-- begin SOURCE MATERIAL --

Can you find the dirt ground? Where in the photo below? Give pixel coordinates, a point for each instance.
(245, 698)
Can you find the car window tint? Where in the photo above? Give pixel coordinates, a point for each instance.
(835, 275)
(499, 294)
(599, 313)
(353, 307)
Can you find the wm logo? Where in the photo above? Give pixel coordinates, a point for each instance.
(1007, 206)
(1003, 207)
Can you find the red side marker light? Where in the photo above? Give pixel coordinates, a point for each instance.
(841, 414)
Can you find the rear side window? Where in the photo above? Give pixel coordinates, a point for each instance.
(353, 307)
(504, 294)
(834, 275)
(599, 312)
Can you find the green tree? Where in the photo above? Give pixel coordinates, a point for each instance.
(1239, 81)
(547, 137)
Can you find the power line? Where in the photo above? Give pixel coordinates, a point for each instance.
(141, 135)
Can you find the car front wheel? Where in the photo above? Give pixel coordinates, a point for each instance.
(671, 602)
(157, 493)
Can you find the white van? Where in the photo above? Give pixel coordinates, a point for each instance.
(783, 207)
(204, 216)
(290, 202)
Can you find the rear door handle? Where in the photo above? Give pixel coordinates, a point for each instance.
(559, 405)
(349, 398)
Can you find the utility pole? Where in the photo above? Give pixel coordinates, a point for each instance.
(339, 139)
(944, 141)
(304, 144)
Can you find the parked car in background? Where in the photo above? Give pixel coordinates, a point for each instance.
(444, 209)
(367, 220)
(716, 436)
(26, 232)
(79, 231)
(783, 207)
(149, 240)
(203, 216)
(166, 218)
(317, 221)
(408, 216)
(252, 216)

-- end SOURCE MATERIAL --

(PROBLEM TO WORK ON)
Rewrite all of the lines above, replacing "utility pole" with "telephone pole" and keeping everything else the same.

(ANSWER IN FULL)
Can you find the dirt ground? Where in the photo below? Give pixel coordinates, a point for each instance.
(245, 698)
Can you find the car window tint? Where in the photo above? Give pixel coordinates, a point for each instance.
(835, 275)
(499, 294)
(599, 313)
(353, 307)
Can you find the wm logo? Where in the photo above? Give pixel coordinates, a point for each instance.
(1007, 206)
(1003, 207)
Can you find the red side marker light? Where in the photo above? Give pixel coordinates, a point for each instance.
(841, 414)
Can you find the rear side window? Where in the photo above? Give pixel coordinates, a point for each instance.
(353, 307)
(504, 294)
(834, 275)
(599, 312)
Can you find the green tree? Where in the photo above? Give pixel coordinates, a point for each instance.
(1239, 81)
(547, 137)
Can you find the power line? Where in the photo above? Give pixel coordinates, a point for each instance.
(141, 135)
Can you find the car front wheel? Where in the photo above? Give pixel coordinates, a point for each instance.
(671, 602)
(157, 493)
Can you find the white van? Where in the photo above? Give pixel coordinates, a point for each instance.
(783, 207)
(204, 216)
(290, 202)
Can you find the rear door handle? Where in the photo above? Give pixel coordinates, a point for each instance.
(559, 405)
(349, 398)
Can you find the telephone pole? Where in the photo above? Give pixel coordinates, a point for each instance.
(339, 139)
(944, 141)
(304, 144)
Can you find the parked car in background? Where in the photo above? Give pixel coordinates, a point for each instance.
(444, 209)
(367, 220)
(716, 436)
(26, 232)
(79, 231)
(783, 207)
(149, 240)
(203, 216)
(166, 218)
(317, 221)
(408, 216)
(252, 216)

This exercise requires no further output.